- **Problem statement**: Pull out every entry below and copy each one word for word, keeping the lines in their original order.

- **Point annotation entries**:
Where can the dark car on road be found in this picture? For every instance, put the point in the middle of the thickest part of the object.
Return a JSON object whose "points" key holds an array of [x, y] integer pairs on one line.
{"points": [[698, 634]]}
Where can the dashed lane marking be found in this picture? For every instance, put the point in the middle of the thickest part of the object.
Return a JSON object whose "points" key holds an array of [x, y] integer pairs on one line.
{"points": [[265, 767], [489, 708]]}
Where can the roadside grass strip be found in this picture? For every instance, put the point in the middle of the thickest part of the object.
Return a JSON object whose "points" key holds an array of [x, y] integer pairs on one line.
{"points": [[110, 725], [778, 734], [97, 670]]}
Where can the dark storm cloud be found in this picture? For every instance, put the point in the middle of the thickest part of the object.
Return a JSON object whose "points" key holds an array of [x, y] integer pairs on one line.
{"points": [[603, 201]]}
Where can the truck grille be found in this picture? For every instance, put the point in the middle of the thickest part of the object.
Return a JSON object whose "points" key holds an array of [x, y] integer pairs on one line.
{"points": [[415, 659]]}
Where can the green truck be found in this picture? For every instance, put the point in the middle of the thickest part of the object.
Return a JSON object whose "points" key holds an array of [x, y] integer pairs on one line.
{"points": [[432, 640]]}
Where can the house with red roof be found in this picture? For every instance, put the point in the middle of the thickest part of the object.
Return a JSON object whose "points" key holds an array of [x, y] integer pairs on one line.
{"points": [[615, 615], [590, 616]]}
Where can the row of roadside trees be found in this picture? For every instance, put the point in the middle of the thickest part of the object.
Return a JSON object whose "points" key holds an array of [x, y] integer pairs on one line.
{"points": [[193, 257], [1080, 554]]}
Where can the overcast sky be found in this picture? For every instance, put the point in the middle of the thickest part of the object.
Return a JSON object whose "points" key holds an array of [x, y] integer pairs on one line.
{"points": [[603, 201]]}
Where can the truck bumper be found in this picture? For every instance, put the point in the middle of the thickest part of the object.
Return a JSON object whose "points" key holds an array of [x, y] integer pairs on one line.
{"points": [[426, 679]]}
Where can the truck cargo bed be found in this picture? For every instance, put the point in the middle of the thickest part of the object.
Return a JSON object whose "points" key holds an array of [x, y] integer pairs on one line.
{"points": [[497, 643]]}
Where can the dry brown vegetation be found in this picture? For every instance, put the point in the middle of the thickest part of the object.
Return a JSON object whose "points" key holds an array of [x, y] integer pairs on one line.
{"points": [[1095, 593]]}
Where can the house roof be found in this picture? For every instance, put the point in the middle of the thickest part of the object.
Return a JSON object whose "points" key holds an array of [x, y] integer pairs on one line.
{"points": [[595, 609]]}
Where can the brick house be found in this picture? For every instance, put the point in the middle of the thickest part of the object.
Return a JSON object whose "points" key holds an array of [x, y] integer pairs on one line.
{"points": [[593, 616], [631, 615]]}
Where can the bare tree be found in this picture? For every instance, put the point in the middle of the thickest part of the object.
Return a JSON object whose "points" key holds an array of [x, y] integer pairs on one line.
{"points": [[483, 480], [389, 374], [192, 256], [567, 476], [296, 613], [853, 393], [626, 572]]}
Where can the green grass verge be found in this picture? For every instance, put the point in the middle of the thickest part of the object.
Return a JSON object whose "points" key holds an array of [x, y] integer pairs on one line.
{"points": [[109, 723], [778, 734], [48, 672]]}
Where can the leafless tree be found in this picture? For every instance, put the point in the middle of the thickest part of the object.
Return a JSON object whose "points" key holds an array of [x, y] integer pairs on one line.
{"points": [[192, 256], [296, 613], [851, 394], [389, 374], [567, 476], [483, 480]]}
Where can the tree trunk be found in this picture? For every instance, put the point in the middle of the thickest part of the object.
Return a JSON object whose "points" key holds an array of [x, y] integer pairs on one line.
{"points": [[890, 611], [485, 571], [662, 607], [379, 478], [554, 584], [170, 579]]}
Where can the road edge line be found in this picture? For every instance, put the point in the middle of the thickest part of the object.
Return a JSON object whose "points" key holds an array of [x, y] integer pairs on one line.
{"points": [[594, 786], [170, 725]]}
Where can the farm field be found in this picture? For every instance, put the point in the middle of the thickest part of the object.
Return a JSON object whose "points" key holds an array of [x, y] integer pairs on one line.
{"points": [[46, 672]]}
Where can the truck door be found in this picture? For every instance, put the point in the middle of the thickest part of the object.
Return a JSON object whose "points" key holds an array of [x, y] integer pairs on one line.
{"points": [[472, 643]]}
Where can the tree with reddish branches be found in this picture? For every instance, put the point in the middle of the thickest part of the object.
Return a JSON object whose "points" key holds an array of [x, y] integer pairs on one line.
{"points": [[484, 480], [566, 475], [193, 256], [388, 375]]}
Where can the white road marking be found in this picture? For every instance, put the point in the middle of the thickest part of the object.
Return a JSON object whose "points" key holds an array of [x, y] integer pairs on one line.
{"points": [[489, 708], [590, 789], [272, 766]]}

- **Answer in full**:
Where can the dark car on road be found in this picture? For every instance, put the point in the middle of the thickest part of the object.
Return a JSON object whose "points" key holds an array of [x, y] integer pairs on one line.
{"points": [[698, 634]]}
Where can the dashed lane marking be found in this picture? For every instance, put the point in the middle of the thickest part of the object.
Return a JSON object whose "points" key holds an array of [x, y] integer pairs on one line.
{"points": [[265, 767], [489, 708]]}
Where can the roadside grass strip be found in this picture? For every instance, put the point in the middle of the thickest part of the object.
Return a JSON object whose "points" key holds an array of [x, y] integer pairs on one line.
{"points": [[110, 725], [778, 734], [97, 670]]}
Where can the dark storm cloud be found in this picture? For every instance, put the point in the middle of the thickest part of the object.
Return a JSON object whose "points" key holds an array of [x, y] integer pairs on one line.
{"points": [[603, 201]]}
Where can the truck grille be found in this picture? For every instance, put the point in the middle of the thickest part of the object.
Return a JSON object whose "points" key holds an array of [x, y] integer pairs on one line.
{"points": [[415, 659]]}
Where can the green truck be found in this picture? For every instance, put the point in the middle of the thickest part of the object.
Return a JSON object whose "points" key holds an array of [x, y] integer pairs on one line.
{"points": [[432, 640]]}
Where can the house with red roof be found in this picture? For every instance, put the point in the middle of the thickest part of the object.
Return a JSON object whose "points" key holds an array of [x, y] integer pairs on one line.
{"points": [[615, 615], [590, 616]]}
Where can the row of roadside trees be found in this picture? For every instance, put the point in the middle of the thickest part of the object.
Return a JSON object whose "points" key holds an array of [x, y] integer pairs on one line.
{"points": [[193, 257], [1080, 554]]}
Where can the overcast sky be found in this picture? For every instance, put the point in the middle of the thickest part of the object.
Return a JSON object whose "points" key holds an array of [x, y] integer pairs on one line.
{"points": [[603, 201]]}
Where can the truck bumper be found in this picture? For every instance, put the point in the middle of the thickest part of the object.
Return a JSON object whose "points" key holds an array of [x, y] integer pairs on one line.
{"points": [[426, 679]]}
Where can the truck cargo bed be found in this picture? For every instance, put the point in the middle of the thickest part of the object.
Return a JSON object whose "points" key holds an array of [x, y] integer pairs on one line.
{"points": [[497, 643]]}
Where can the dry brown vegetation be found in this picture? For every instance, put the point in the middle of the thickest part of the object.
Return a JSON object whose "points" key holds an array of [x, y] integer pairs on one line.
{"points": [[1095, 593]]}
Where can the house roof be found in this picture? For every instance, put the point in the middle of the thickest part of the object.
Return a JSON object whose "points" key holds an array of [x, y] integer pairs on one line.
{"points": [[595, 609]]}
Where can the brick house be found in this picture? For every instance, put the point in the middle of the thickest part of the object.
Return a JSON object whose "points" key holds an array of [x, y] integer pairs on one line.
{"points": [[593, 616], [631, 615]]}
Where can the bare tree be found in this picture? For every instance, put the point in the middle of the thickest part of the object.
Return a JSON object whose "points" key holds an array of [x, y] integer pairs on one line.
{"points": [[483, 480], [389, 374], [192, 256], [567, 476], [296, 613], [853, 393], [626, 572]]}
Where can the green grass verge be found in this picture? For every instance, put the point in the middle of the thickest part of the object.
Return a JSON object whose "points" key holds an array of [x, y] integer pairs on one line.
{"points": [[109, 723], [778, 734], [48, 672]]}
Where can the leafless tree be found in this picture? For every instance, put the point in the middle of the thickest part of the object.
Return a JSON object whose "points" key holds an array of [x, y] integer pairs on one line.
{"points": [[192, 256], [296, 613], [851, 394], [389, 374], [567, 476], [483, 480]]}
Where can the tree trunk be found in this picture? For every instance, put the point in the middle of the thickest part of the object.
Return a JSON object whose "points" key holds an array of [x, y] integer pairs on one line.
{"points": [[890, 611], [485, 571], [662, 607], [379, 478], [554, 584], [170, 579]]}
Where can the road edge line be found in this picture? For every instance, put the point in the middle of the thickest part of the object.
Return a JSON object whose "points" key holds an array of [x, y] integer pairs on one line.
{"points": [[594, 786], [170, 725]]}
Where can the farm field be found in this picture? For every instance, put the point in the middle of the thickest part of the object.
Return a JSON object whose "points" key holds an array of [x, y] integer pairs on one line.
{"points": [[46, 672]]}
Where can the truck door be found in this picture? For every instance, put the point in the middle of the thickest part of the object.
Return a JSON object whose "points" key holds an array of [x, y] integer pairs on one line.
{"points": [[472, 643]]}
Where can the tree with reddish branches be found in this picture? For every instance, put the point in the middle of the thickest part of the object.
Return a JSON object whose "points" key holds an array of [x, y] integer pairs on one line.
{"points": [[484, 480], [566, 475], [193, 256], [388, 375]]}
Where can the white road marking be found in this picture? For every instance, put the point in the middle of the thickest part of the object.
Return a JSON object whose "points" key holds an array of [x, y] integer pairs on one line.
{"points": [[489, 708], [590, 789], [272, 766]]}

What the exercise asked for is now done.